WHAT IS EXPECTED >>
Reproduce word for word the stretch of the blog post on transgendering that opens with "As part of the" and closes after "a general rule.".

[[ EXCERPTED PASSAGE open ]]

Wound

[UPDATE 9/12/2006:] My new and improved thoughts on this topic may be found here.

I have been mulling this topic over for some time now, ever since I received word that Koan Bremner, a fairly prominent blogger, underwent sexual reassignment surgery. I never knew what went on during a so-called "sex change", and did some research to get a better understanding of the procedure and why people elect to undergo the transformation. Here is my not-at-all PC view on this: I don't believe in transgendering. I will explain myself here, and the comments box is wide open for differing viewpoints and debate. Since Drupal is weird, I haven't written out the formal comment policy for this site yet, so the short version is, I will delete comments at my discretion and/or opt to shut off the comments box outright depending on civility (or not). Let's keep things delete-free.

As part of the discussion of trangendering, someone referred to the so-called "gender binary" (you're either male or female, period). The counterpoint to this is that people can be mixed-race, therefore blowing the concept of "binary" as applied to what makes us human. I do not agree that "binary" can be realistically applied to race, let alone culture or religion. I think it may be applied to gender, as a general rule.

[[ EXCERPTED PASSAGE closed ]]
[[ RECORDED DATA open ]]

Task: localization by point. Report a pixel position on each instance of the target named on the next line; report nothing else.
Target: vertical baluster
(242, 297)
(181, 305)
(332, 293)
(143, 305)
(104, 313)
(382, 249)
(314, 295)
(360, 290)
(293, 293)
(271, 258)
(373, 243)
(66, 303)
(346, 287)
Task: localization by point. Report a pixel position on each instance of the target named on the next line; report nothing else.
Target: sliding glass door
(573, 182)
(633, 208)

[[ RECORDED DATA closed ]]
[[ RECORDED DATA open ]]

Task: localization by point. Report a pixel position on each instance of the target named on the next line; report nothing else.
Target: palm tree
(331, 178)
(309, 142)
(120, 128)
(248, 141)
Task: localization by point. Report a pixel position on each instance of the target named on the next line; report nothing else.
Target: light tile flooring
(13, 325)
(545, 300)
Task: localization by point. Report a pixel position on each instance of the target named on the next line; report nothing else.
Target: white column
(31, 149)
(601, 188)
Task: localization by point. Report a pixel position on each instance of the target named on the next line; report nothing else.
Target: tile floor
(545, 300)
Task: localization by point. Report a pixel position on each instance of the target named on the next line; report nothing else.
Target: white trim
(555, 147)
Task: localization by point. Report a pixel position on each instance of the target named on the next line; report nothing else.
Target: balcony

[[ RECORDED DATA closed ]]

ANSWER BELOW >>
As part of the discussion of trangendering, someone referred to the so-called "gender binary" (you're either male or female, period). The counterpoint to this is that people can be mixed-race, therefore blowing the concept of "binary" as applied to what makes us human. I do not agree that "binary" can be realistically applied to race, let alone culture or religion. I think it may be applied to gender, as a general rule.